- **Problem set**
**1.** In the article on the U.S. attack on the Kunduz hospital, who is named as MSF's general director?
**2.** List the numbered pieces of evidence that the article on the U.S. attack on the Kunduz hospital gives for the attack not being an accident.

- **Document excerpt**
Shortly after the news broke of the U.S. attack on a Doctors without Borders (MSF) hospital in Kunduz, Afghanistan, there was abundant evidence suggesting (not proving, but suggesting) that the attack was no accident: (1) MSF repeatedly told the U.S. military about the precise coordinates of its hospital, which had been operating for years; (2) the Pentagon’s story about what happened kept changing, radically, literally on a daily basis; (3) the exact same MSF hospital had been invaded by Afghan security forces three months earlier, demonstrating hostility toward the facility; (4) the attack lasted more than 30 minutes and involved multiple AC-130 gunship flyovers, even as MSF officials frantically pleaded with the U.S. military to stop; and, most compellingly of all, (5) Afghan officials from the start said explicitly that the hospital was a valid and intended target due to the presence of Taliban fighters as patients.
All of this led MSF’s general director, Christopher Stokes, to say this at a news conference yesterday in Kabul:
“A mistake is quite hard to understand and believe at this stage.”As my colleague Murtaza Hussain reported yesterday, Stokes added: “From what we are seeing now, this action is illegal in the laws of war.”
This was not the first time top officials from the universally respected MSF have said this. Three weeks ago, Stokes said in an interview with AP that “the extensive, quite precise destruction of this hospital … doesn’t indicate a mistake. The hospital was repeatedly hit.” He added that “all indications point to a grave breach of international humanitarian law, and therefore a war crime.” That’s “all indications” point to a “war crime.”
The point here isn’t that it’s been definitively proven that the U.S. attack was deliberate. What exactly happened here and why won’t be known, as MSF itself has said, until there is a full-scale, truly independent investigation – precisely what the U.S. government is steadfastly blocking. But MSF’s Stokes is absolutely correct to say that all of the evidence that is known means that “mistake” is “quite hard to believe at this stage” as an explanation and that the compilation of all known evidence “points to . . . a war crime.”

- **Information**

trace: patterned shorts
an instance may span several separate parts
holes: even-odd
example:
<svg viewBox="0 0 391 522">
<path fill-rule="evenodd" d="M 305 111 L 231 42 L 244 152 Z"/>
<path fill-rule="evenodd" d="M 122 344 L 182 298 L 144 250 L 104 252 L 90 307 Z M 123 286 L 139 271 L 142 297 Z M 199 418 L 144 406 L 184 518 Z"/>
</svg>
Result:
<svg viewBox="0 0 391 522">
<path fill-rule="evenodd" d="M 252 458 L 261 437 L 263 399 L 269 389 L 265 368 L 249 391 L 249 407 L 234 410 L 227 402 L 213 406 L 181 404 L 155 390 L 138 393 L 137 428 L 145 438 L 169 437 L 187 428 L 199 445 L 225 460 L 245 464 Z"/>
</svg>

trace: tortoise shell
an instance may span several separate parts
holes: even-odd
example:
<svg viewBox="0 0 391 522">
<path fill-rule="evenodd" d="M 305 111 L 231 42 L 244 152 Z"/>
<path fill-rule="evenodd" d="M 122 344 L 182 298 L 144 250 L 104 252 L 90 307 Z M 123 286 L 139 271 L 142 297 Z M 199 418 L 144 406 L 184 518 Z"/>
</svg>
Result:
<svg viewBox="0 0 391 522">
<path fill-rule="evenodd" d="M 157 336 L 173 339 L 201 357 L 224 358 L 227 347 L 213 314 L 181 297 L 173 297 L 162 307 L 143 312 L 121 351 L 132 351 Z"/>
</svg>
--
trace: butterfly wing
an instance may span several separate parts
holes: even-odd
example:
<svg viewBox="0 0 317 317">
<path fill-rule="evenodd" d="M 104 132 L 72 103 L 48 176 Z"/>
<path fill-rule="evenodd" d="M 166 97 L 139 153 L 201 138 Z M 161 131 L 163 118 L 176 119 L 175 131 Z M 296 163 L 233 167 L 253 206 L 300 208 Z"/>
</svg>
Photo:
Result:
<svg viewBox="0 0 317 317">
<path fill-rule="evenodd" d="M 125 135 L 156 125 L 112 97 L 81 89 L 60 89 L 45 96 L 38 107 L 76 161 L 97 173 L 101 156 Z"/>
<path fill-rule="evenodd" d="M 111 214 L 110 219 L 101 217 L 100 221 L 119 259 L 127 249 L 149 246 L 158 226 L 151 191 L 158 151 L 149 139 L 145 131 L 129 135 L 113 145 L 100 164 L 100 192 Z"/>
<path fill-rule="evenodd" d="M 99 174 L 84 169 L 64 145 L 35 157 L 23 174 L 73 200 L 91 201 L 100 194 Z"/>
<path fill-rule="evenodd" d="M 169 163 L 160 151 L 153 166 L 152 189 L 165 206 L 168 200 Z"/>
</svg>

- **Task answers**
**1.** Christopher Stokes

**2.**
1. MSF repeatedly told the U.S. military the precise coordinates of its hospital, which had been operating for years.
2. The Pentagon's story about what happened kept changing radically, on a daily basis.
3. Afghan security forces had invaded the same hospital three months earlier, showing hostility toward the facility.
4. The attack lasted more than 30 minutes and involved multiple AC-130 gunship flyovers while MSF officials pleaded with the U.S. military to stop.
5. From the start, Afghan officials said explicitly that the hospital was a valid and intended target because Taliban fighters were there as patients.